<<<<

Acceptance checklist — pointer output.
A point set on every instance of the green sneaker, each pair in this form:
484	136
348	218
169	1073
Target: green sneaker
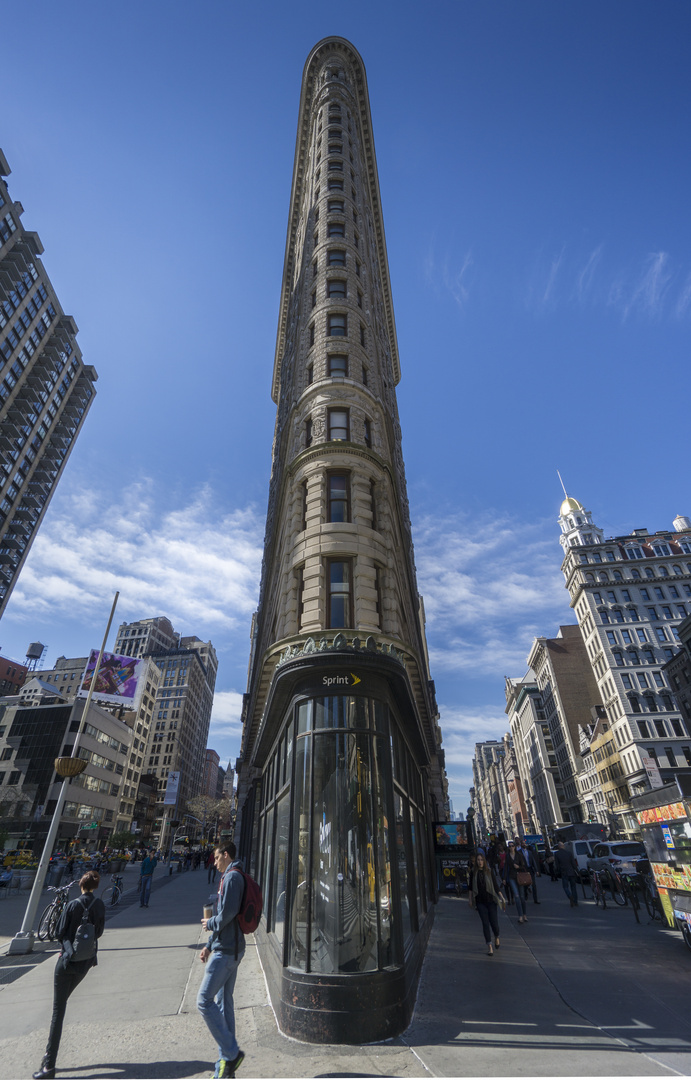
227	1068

>>>>

■ **Task objective**:
The copy should start at the line that contains "A point set", end at the last line of the entries above, and match each line exactly, with pictures dropped.

■ **Answer to this task**:
A point set on every instance of the green sneaker, each pair in this form:
484	136
348	218
169	1073
Target: green sneaker
227	1068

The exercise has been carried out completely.